# Exercise task
Arrange every line of the data below as a Markdown table with the columns "Row" and "Line". Put the row number under "Row" and the line itself under "Line", and leave out blank lines.

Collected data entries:

↓↓↓

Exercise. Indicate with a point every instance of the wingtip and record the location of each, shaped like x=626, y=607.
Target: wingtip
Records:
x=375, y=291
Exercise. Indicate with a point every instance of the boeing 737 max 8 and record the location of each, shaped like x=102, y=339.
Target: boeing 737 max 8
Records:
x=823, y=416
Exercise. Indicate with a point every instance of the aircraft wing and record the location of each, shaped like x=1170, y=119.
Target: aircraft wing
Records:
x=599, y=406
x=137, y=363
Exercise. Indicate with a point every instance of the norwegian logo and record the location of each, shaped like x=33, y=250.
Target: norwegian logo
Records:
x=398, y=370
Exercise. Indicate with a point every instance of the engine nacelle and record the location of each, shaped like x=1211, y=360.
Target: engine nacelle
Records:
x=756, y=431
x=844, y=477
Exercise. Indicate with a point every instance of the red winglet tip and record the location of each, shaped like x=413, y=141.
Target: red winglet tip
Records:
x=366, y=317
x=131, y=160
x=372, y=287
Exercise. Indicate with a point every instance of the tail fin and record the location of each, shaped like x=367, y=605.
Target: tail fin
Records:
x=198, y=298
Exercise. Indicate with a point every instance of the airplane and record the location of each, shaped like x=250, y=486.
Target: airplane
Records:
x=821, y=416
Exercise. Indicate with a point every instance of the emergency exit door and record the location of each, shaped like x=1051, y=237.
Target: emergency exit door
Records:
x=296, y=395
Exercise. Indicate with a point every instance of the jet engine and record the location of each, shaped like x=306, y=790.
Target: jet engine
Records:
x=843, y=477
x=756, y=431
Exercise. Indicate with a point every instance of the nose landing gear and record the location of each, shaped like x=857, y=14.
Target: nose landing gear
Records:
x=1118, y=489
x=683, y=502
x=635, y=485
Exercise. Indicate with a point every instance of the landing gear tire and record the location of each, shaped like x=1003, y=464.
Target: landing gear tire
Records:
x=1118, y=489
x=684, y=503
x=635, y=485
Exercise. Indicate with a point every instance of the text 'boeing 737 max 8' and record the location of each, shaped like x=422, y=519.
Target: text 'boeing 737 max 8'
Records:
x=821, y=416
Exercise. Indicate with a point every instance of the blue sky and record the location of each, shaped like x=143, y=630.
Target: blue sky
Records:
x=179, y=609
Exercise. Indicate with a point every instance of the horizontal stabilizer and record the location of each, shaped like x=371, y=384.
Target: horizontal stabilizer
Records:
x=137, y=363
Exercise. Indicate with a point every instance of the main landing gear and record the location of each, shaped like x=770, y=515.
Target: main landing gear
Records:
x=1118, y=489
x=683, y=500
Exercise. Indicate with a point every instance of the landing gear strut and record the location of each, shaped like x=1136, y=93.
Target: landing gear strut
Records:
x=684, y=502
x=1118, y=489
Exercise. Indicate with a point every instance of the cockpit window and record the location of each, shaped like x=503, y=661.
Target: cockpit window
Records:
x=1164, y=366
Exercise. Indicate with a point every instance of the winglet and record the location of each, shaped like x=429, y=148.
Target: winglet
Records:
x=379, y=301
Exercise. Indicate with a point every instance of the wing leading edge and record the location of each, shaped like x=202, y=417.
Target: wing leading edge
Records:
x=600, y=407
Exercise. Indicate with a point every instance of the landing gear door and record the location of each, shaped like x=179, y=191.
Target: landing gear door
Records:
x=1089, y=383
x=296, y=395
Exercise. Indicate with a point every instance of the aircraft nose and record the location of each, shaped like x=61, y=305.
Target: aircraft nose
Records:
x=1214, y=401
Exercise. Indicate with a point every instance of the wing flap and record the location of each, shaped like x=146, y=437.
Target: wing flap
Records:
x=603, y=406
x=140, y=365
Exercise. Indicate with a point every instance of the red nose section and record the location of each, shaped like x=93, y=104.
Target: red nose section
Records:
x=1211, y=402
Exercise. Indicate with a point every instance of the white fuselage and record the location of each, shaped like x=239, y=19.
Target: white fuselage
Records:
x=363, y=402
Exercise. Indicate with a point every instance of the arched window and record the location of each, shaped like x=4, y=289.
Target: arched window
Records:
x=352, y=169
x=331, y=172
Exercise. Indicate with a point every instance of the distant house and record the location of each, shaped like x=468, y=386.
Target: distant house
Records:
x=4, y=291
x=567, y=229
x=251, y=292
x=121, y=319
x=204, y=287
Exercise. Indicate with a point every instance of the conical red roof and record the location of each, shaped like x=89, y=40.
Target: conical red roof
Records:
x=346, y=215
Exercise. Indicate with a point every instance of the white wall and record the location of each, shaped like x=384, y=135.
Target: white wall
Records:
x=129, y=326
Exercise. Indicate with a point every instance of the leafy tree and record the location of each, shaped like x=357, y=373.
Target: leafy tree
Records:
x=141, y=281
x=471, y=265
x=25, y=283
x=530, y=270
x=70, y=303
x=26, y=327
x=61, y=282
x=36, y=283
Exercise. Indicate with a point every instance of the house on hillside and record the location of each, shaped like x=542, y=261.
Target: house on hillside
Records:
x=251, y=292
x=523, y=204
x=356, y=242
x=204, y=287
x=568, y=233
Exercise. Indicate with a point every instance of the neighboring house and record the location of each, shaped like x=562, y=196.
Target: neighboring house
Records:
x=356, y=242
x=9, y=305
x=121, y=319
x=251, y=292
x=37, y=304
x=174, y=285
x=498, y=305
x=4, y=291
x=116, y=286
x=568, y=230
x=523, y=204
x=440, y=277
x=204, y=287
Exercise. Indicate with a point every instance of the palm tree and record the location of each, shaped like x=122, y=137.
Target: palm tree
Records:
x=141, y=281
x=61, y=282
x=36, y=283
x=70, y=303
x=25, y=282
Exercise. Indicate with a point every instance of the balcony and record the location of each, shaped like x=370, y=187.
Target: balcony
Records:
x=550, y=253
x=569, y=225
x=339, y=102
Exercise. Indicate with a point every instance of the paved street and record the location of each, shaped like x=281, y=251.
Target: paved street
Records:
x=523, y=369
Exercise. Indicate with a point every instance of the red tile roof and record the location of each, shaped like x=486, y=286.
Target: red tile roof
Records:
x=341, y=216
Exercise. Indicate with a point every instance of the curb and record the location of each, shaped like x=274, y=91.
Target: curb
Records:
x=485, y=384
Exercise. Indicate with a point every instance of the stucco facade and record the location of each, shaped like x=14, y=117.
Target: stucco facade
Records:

↑↑↑

# Expected output
| Row | Line |
|---|---|
| 1 | Exercise. Indicate with a point every instance of the wingtip and record the location of each, shaped like x=626, y=607. |
| 2 | Target: wingtip |
| 3 | Records: |
| 4 | x=375, y=291 |
| 5 | Exercise. Indicate with a point every instance of the boeing 737 max 8 and record the location of each, shaped like x=102, y=339. |
| 6 | Target: boeing 737 max 8 |
| 7 | Records: |
| 8 | x=823, y=416 |
| 9 | Exercise. Indicate with a point every instance of the aircraft wing and record the location of each, shaped like x=1170, y=119. |
| 10 | Target: aircraft wing |
| 11 | Records: |
| 12 | x=599, y=406 |
| 13 | x=137, y=363 |
| 14 | Exercise. Indicate with a point every instance of the norwegian logo and record the location of each, shaped like x=33, y=250. |
| 15 | Target: norwegian logo |
| 16 | Records: |
| 17 | x=398, y=370 |
| 18 | Exercise. Indicate with a point every instance of the engine nacelle and record the location of each, shaped like x=1211, y=360. |
| 19 | Target: engine nacelle |
| 20 | Records: |
| 21 | x=756, y=431 |
| 22 | x=844, y=477 |
| 23 | Exercise. Indicate with a point every instance of the red winglet tip and record the location of each, shaped like x=413, y=141. |
| 24 | Target: red winglet tip |
| 25 | Records: |
| 26 | x=366, y=317 |
| 27 | x=131, y=160 |
| 28 | x=372, y=287 |
| 29 | Exercise. Indicate with a point every instance of the tail fin and record the location of each, shaped like x=367, y=605. |
| 30 | Target: tail fin |
| 31 | Records: |
| 32 | x=198, y=298 |
| 33 | Exercise. Indicate with a point every instance of the airplane and record the location of each, shaped like x=250, y=486. |
| 34 | Target: airplane |
| 35 | Records: |
| 36 | x=821, y=416 |
| 37 | Exercise. Indicate with a point every instance of the emergency exit door and record the location of each, shaped like x=1051, y=237. |
| 38 | Target: emergency exit door |
| 39 | Records: |
| 40 | x=296, y=395 |
| 41 | Exercise. Indicate with a point every instance of the jet engine and record the location of each, shaped like x=306, y=790. |
| 42 | Target: jet engine |
| 43 | Records: |
| 44 | x=843, y=477 |
| 45 | x=756, y=431 |
| 46 | Exercise. Indicate with a point every instance of the nose landing gear and record the location of each, shaped like x=857, y=14. |
| 47 | Target: nose landing gear |
| 48 | Records: |
| 49 | x=1118, y=489 |
| 50 | x=683, y=502 |
| 51 | x=635, y=485 |
| 52 | Exercise. Indicate with a point every instance of the landing gear tire and record the location of each, shaped like x=1003, y=464. |
| 53 | Target: landing gear tire |
| 54 | Records: |
| 55 | x=1118, y=489 |
| 56 | x=684, y=503 |
| 57 | x=635, y=485 |
| 58 | Exercise. Indicate with a point every instance of the text 'boeing 737 max 8' and record the location of each, shaped like x=422, y=519. |
| 59 | Target: text 'boeing 737 max 8' |
| 60 | Records: |
| 61 | x=821, y=416 |
| 62 | Exercise. Indicate with a point every instance of the blue sky and record the location of each, shaped like x=143, y=630. |
| 63 | Target: blue sky |
| 64 | Records: |
| 65 | x=179, y=609 |
| 66 | Exercise. Indicate with a point every instance of the horizontal stabilizer and record the location of each, shaped like x=371, y=384. |
| 67 | Target: horizontal stabilizer |
| 68 | Records: |
| 69 | x=137, y=363 |
| 70 | Exercise. Indicate with a point every instance of the main landing gear and record the location of each, shaped like x=770, y=515. |
| 71 | Target: main landing gear |
| 72 | Records: |
| 73 | x=1118, y=489 |
| 74 | x=683, y=500 |
| 75 | Exercise. Indicate with a point every instance of the landing gear strut and record the location of each, shaped like x=1136, y=93. |
| 76 | Target: landing gear strut |
| 77 | Records: |
| 78 | x=684, y=502 |
| 79 | x=1118, y=489 |
| 80 | Exercise. Indicate with a point every instance of the cockpit window and record the location of each, shaped like x=503, y=661. |
| 81 | Target: cockpit window |
| 82 | Records: |
| 83 | x=1164, y=366 |
| 84 | Exercise. Indicate with a point every instance of the winglet and record the location of each, shaped like x=429, y=148. |
| 85 | Target: winglet |
| 86 | Records: |
| 87 | x=379, y=301 |
| 88 | Exercise. Indicate with a point every instance of the wing leading edge and record the location of each, shaped like x=202, y=417. |
| 89 | Target: wing leading edge |
| 90 | Records: |
| 91 | x=600, y=407 |
| 92 | Exercise. Indicate with a point every instance of the landing gear door and record the location of each, shaped like x=179, y=191. |
| 93 | Target: landing gear door |
| 94 | Records: |
| 95 | x=1089, y=383 |
| 96 | x=296, y=395 |
| 97 | Exercise. Indicate with a point every instance of the aircraft nose and record the location of each, shaped like x=61, y=305. |
| 98 | Target: aircraft nose |
| 99 | Records: |
| 100 | x=1214, y=401 |
| 101 | Exercise. Indicate with a point every instance of the wing flap and record the location of each, shaped like x=146, y=437. |
| 102 | Target: wing flap |
| 103 | Records: |
| 104 | x=603, y=406 |
| 105 | x=140, y=365 |
| 106 | Exercise. Indicate with a point every instance of the red nose section and record the location of each, shaped like x=93, y=104. |
| 107 | Target: red nose section |
| 108 | Records: |
| 109 | x=1211, y=402 |
| 110 | Exercise. Indicate with a point every instance of the white fuselage and record the location of each, shaped like x=239, y=19. |
| 111 | Target: white fuselage |
| 112 | Records: |
| 113 | x=363, y=402 |
| 114 | Exercise. Indicate with a point every instance of the arched window and record the location of each, shaped like x=4, y=289. |
| 115 | Target: arched window |
| 116 | Records: |
| 117 | x=352, y=169 |
| 118 | x=331, y=172 |
| 119 | Exercise. Indicate with a point every instance of the distant house and record the location of each, shaped like x=468, y=386. |
| 120 | Target: distant house |
| 121 | Records: |
| 122 | x=4, y=291 |
| 123 | x=567, y=229 |
| 124 | x=251, y=292 |
| 125 | x=121, y=319 |
| 126 | x=204, y=287 |
| 127 | Exercise. Indicate with a point every instance of the conical red roof and record the location of each, shaped like x=89, y=40. |
| 128 | Target: conical red roof |
| 129 | Records: |
| 130 | x=346, y=215 |
| 131 | Exercise. Indicate with a point every instance of the white wall and record the location of each, shaped like x=384, y=135. |
| 132 | Target: white wall |
| 133 | Records: |
| 134 | x=129, y=326 |
| 135 | Exercise. Indicate with a point every instance of the leafy tree and record the location of each, shaped like x=357, y=373. |
| 136 | Target: leafy tree |
| 137 | Records: |
| 138 | x=141, y=281 |
| 139 | x=471, y=265 |
| 140 | x=25, y=283 |
| 141 | x=530, y=270 |
| 142 | x=70, y=303 |
| 143 | x=26, y=327 |
| 144 | x=61, y=282 |
| 145 | x=36, y=283 |
| 146 | Exercise. Indicate with a point every instance of the house on hillside and record the location of each, shaped like x=542, y=261. |
| 147 | Target: house on hillside |
| 148 | Records: |
| 149 | x=251, y=292 |
| 150 | x=523, y=204 |
| 151 | x=356, y=242 |
| 152 | x=204, y=287 |
| 153 | x=568, y=233 |
| 154 | Exercise. Indicate with a point every instance of the neighboring house and record the location of each, shaped like x=562, y=196. |
| 155 | Target: neighboring house |
| 156 | Records: |
| 157 | x=356, y=242 |
| 158 | x=9, y=305 |
| 159 | x=121, y=319 |
| 160 | x=251, y=292 |
| 161 | x=37, y=304 |
| 162 | x=174, y=285 |
| 163 | x=498, y=305 |
| 164 | x=4, y=291 |
| 165 | x=116, y=286 |
| 166 | x=568, y=230 |
| 167 | x=523, y=204 |
| 168 | x=440, y=277 |
| 169 | x=204, y=287 |
| 170 | Exercise. Indicate with a point every instance of the palm tree and record the location of each, shaped like x=122, y=137. |
| 171 | Target: palm tree |
| 172 | Records: |
| 173 | x=141, y=281 |
| 174 | x=61, y=282 |
| 175 | x=36, y=283 |
| 176 | x=70, y=303 |
| 177 | x=25, y=282 |
| 178 | Exercise. Indicate with a point every instance of the balcony and record the location of each, shaped like x=370, y=187. |
| 179 | Target: balcony |
| 180 | Records: |
| 181 | x=550, y=253 |
| 182 | x=569, y=225 |
| 183 | x=339, y=102 |
| 184 | Exercise. Indicate with a point every instance of the paved street and record the location of each, shaped like x=281, y=251. |
| 185 | Target: paved street |
| 186 | Records: |
| 187 | x=523, y=369 |
| 188 | Exercise. Indicate with a point every instance of the red tile roof and record the location of each, shaped like x=486, y=286. |
| 189 | Target: red tile roof |
| 190 | Records: |
| 191 | x=341, y=216 |
| 192 | Exercise. Indicate with a point every instance of the curb and record the location of each, shaped like x=274, y=91. |
| 193 | Target: curb |
| 194 | Records: |
| 195 | x=485, y=384 |
| 196 | Exercise. Indicate with a point every instance of the stucco facade and record the location of each, shaped like x=14, y=117. |
| 197 | Target: stucco facade |
| 198 | Records: |